---- SUPPLIED INFORMATION

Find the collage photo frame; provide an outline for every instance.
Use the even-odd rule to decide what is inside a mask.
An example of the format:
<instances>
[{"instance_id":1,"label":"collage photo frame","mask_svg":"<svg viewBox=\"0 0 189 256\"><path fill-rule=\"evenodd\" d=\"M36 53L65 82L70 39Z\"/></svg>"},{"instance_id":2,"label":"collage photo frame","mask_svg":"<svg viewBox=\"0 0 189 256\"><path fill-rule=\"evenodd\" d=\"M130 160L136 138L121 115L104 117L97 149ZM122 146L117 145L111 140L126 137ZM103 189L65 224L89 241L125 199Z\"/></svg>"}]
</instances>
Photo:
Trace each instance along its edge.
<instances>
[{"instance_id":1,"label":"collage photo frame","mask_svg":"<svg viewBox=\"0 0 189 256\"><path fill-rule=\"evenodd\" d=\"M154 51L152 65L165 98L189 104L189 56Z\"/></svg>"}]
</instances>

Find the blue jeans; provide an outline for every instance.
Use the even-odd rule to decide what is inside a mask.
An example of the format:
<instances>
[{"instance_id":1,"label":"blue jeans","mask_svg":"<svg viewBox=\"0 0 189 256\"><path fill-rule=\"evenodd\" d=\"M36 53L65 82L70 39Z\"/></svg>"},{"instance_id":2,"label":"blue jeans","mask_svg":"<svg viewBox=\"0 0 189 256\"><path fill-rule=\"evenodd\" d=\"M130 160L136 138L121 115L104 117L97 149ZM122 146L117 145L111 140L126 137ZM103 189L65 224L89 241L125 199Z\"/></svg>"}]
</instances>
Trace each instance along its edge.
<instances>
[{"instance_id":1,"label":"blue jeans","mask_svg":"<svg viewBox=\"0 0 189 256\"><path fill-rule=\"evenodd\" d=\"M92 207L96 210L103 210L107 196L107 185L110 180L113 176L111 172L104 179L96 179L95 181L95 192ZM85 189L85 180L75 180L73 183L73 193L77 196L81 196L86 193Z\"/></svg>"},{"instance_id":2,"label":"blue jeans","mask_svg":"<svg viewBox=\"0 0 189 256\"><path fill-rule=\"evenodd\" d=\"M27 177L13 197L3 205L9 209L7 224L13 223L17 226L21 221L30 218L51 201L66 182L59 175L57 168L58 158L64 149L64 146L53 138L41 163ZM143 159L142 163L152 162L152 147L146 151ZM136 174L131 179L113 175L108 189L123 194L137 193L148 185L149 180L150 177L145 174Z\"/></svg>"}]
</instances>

--------

**PROMPT**
Rewrite all the lines above, substituting "around its border" for every occurrence of "along its edge" and leaving everything else unchanged.

**FULL SOLUTION**
Find the collage photo frame; provide an outline for every instance.
Use the even-odd rule to decide what is inside a mask.
An example of the format:
<instances>
[{"instance_id":1,"label":"collage photo frame","mask_svg":"<svg viewBox=\"0 0 189 256\"><path fill-rule=\"evenodd\" d=\"M36 53L65 82L70 39Z\"/></svg>"},{"instance_id":2,"label":"collage photo frame","mask_svg":"<svg viewBox=\"0 0 189 256\"><path fill-rule=\"evenodd\" d=\"M130 160L136 138L121 115L104 117L97 149ZM122 146L117 145L111 140L126 137ZM103 189L65 224L89 241L125 199Z\"/></svg>"}]
</instances>
Photo:
Trace each instance around its border.
<instances>
[{"instance_id":1,"label":"collage photo frame","mask_svg":"<svg viewBox=\"0 0 189 256\"><path fill-rule=\"evenodd\" d=\"M154 51L152 65L165 98L189 104L189 56Z\"/></svg>"}]
</instances>

Find the blue jeans; provide an outline for every instance.
Use the even-odd rule to decide what is inside a mask.
An example of the format:
<instances>
[{"instance_id":1,"label":"blue jeans","mask_svg":"<svg viewBox=\"0 0 189 256\"><path fill-rule=\"evenodd\" d=\"M36 53L65 82L70 39Z\"/></svg>"},{"instance_id":2,"label":"blue jeans","mask_svg":"<svg viewBox=\"0 0 189 256\"><path fill-rule=\"evenodd\" d=\"M130 160L136 138L121 115L104 117L97 149ZM122 146L117 145L111 140L126 137ZM103 189L65 224L89 241L125 199Z\"/></svg>"}]
</instances>
Trace each instance around its border.
<instances>
[{"instance_id":1,"label":"blue jeans","mask_svg":"<svg viewBox=\"0 0 189 256\"><path fill-rule=\"evenodd\" d=\"M92 207L96 210L103 210L107 196L107 185L110 180L113 176L111 172L104 179L96 179L95 181L95 192ZM85 189L85 180L75 180L73 183L73 193L77 196L81 196L86 193Z\"/></svg>"},{"instance_id":2,"label":"blue jeans","mask_svg":"<svg viewBox=\"0 0 189 256\"><path fill-rule=\"evenodd\" d=\"M27 177L13 197L3 205L9 209L7 224L13 223L17 226L21 221L30 218L51 201L66 182L59 175L57 168L58 158L64 149L64 146L53 138L41 163ZM143 159L142 163L152 162L152 147L146 151ZM136 174L131 179L113 175L108 189L123 194L137 193L148 185L149 180L150 177L145 174Z\"/></svg>"}]
</instances>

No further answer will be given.